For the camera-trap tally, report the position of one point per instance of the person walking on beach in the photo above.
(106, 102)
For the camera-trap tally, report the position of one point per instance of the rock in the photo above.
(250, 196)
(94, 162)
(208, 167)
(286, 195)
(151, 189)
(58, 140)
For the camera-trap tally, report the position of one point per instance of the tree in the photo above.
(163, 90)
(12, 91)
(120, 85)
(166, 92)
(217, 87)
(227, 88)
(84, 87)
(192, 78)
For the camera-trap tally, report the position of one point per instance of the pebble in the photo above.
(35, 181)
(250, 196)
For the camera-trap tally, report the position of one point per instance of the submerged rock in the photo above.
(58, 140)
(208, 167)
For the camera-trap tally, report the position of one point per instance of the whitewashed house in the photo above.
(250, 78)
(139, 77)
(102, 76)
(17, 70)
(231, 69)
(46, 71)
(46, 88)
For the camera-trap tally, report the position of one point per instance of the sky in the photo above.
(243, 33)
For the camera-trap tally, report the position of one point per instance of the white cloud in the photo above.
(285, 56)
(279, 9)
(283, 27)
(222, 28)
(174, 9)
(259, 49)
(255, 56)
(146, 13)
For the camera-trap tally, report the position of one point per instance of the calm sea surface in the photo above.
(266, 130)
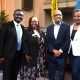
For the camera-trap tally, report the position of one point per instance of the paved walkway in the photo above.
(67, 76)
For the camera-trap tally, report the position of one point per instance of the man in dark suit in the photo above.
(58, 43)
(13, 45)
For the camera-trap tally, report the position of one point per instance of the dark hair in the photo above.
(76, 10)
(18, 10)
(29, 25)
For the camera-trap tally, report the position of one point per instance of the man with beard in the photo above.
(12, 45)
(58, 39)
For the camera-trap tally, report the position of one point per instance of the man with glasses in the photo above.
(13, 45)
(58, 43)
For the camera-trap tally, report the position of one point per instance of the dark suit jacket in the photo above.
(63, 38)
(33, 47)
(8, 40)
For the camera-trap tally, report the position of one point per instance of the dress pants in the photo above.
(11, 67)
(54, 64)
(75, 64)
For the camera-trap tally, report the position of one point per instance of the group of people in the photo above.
...
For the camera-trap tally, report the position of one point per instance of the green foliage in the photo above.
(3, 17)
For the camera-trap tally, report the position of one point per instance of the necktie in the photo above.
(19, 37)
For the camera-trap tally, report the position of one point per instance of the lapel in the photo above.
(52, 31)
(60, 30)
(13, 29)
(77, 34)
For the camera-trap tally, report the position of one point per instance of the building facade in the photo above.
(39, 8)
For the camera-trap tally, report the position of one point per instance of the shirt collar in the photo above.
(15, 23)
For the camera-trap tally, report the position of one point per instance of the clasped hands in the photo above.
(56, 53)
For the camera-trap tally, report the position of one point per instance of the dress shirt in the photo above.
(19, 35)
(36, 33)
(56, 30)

*Your goal*
Please identify every line in the listing above that contains the word "suit" and copy each of those lines.

*Right answer*
For the camera-trap tally, report the position of one point per instance of the man in dark suit in the photo above.
For the camera-trap tally, report the position of one point per instance of the dark suit jacket in the photo above.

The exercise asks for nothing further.